Your instructions
Gather every line in the records below that contains the word "woman", and copy each of those lines out unchanged.

Data records
BEGIN
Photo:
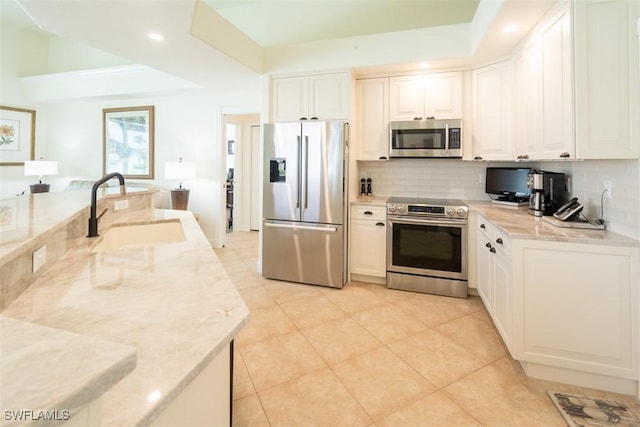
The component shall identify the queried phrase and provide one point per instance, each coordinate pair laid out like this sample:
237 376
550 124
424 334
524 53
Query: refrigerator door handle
302 227
299 176
306 171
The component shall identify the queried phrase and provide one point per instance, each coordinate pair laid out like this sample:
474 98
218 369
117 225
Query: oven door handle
426 221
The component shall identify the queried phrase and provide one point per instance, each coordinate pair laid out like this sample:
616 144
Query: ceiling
275 23
261 27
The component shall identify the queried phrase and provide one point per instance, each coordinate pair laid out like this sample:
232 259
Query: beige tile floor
365 355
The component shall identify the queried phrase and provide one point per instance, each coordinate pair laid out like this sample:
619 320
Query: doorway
242 169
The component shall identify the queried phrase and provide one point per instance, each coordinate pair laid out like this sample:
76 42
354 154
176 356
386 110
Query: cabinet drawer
378 213
485 228
501 240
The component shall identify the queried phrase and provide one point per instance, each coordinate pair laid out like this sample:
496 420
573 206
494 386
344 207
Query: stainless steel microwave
426 138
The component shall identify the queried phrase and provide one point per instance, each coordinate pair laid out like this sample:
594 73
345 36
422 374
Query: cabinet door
557 101
443 96
576 306
492 137
373 119
606 79
406 97
368 247
484 266
330 96
528 104
289 99
502 298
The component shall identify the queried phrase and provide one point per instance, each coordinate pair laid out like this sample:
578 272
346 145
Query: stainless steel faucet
93 219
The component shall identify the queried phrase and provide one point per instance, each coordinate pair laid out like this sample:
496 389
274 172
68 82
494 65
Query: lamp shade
179 170
40 167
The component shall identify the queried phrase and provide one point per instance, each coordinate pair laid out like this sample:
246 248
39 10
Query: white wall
451 178
621 211
187 125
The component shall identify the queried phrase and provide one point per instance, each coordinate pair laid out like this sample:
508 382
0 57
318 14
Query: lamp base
40 188
179 199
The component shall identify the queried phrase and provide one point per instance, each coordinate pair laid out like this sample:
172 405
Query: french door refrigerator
304 201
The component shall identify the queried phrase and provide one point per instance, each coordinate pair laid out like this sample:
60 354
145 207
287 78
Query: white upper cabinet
372 137
606 79
578 100
417 97
492 112
557 101
543 98
321 97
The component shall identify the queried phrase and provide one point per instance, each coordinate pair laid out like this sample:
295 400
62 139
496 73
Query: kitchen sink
139 234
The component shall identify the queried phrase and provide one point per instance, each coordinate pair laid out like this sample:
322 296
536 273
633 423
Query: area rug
586 411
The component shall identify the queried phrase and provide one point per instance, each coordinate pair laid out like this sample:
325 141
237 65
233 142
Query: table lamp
179 170
40 168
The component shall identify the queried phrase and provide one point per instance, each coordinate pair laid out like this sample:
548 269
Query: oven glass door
426 247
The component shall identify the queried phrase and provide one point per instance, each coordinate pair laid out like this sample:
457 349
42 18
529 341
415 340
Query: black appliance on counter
548 192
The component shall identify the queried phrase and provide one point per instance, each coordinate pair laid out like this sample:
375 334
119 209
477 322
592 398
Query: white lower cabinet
568 312
369 241
576 311
495 277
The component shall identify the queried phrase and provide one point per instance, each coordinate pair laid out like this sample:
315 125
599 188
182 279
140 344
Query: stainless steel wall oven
427 246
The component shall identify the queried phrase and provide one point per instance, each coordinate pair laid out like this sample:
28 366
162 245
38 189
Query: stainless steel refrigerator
304 197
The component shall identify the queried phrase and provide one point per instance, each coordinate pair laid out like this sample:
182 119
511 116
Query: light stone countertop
519 224
27 217
172 302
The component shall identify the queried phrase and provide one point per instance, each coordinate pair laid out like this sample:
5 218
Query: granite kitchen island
171 304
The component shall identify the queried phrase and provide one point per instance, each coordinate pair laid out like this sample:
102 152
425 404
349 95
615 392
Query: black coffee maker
548 192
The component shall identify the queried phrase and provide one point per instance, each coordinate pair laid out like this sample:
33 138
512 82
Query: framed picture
128 141
17 136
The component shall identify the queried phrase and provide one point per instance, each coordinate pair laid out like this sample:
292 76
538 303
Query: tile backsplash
455 179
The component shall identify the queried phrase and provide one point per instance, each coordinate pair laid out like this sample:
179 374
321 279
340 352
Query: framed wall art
128 141
17 136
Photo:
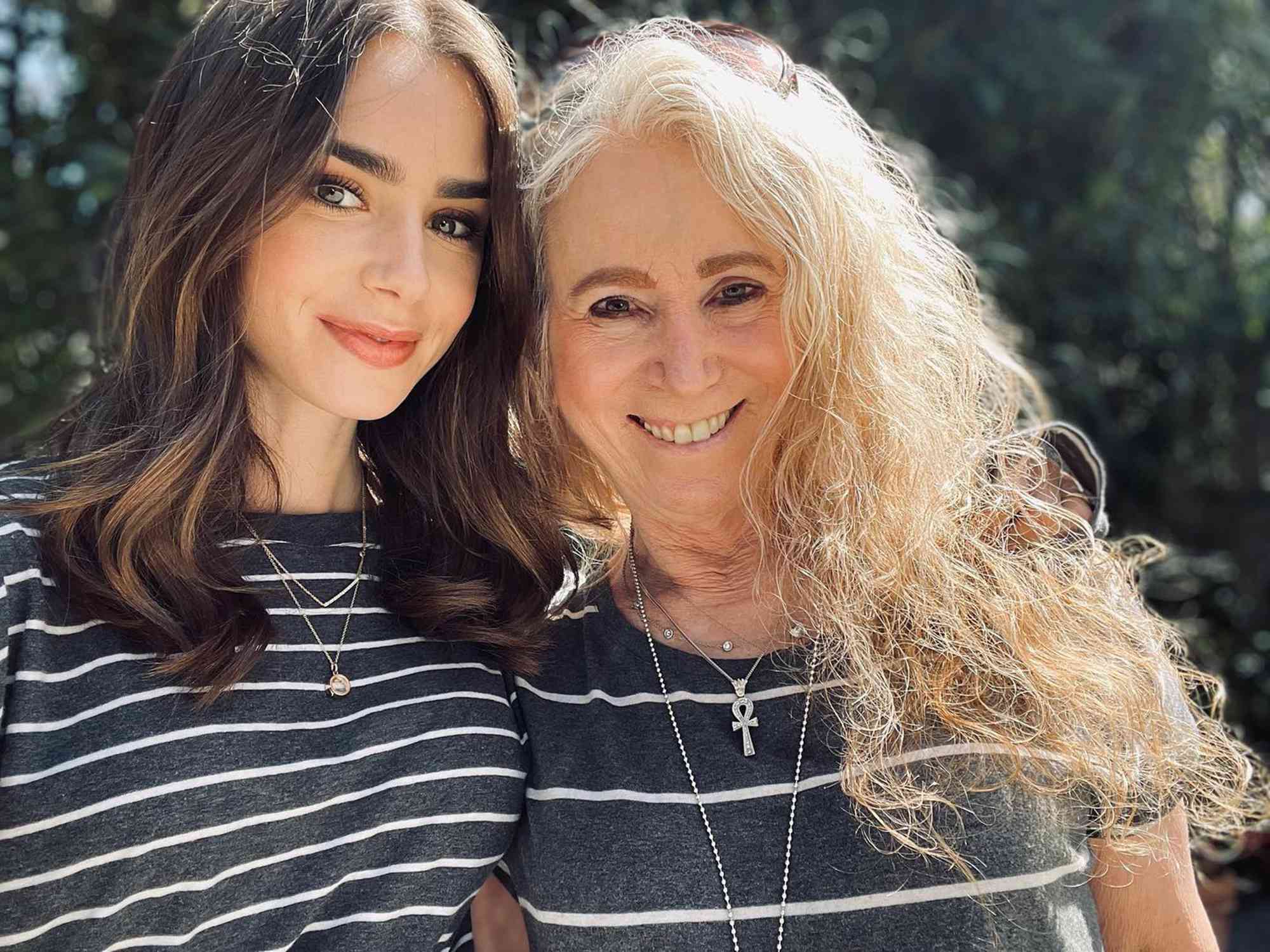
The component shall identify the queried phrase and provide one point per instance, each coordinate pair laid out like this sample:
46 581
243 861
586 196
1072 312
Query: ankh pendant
338 686
742 711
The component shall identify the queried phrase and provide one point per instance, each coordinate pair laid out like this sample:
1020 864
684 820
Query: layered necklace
740 687
340 685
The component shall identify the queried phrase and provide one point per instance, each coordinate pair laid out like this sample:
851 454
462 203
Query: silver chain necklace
340 685
693 780
742 709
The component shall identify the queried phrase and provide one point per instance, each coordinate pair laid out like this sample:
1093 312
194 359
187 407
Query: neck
705 582
314 454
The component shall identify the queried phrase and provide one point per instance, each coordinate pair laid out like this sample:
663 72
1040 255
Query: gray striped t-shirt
613 855
279 819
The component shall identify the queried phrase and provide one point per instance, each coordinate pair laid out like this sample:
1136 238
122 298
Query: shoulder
21 483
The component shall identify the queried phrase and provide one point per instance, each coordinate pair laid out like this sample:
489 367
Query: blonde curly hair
874 491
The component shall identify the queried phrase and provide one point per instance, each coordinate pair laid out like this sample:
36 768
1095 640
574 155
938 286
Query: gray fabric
598 866
280 818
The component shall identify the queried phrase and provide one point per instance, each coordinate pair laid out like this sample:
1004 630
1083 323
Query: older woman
817 689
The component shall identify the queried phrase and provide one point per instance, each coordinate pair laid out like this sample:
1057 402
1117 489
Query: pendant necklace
340 685
693 780
742 709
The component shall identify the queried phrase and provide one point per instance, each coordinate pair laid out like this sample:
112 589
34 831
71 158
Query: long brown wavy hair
150 466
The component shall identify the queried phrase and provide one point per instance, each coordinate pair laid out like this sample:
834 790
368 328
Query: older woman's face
665 329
END
Full answer
Query: older woman
Query: older woman's face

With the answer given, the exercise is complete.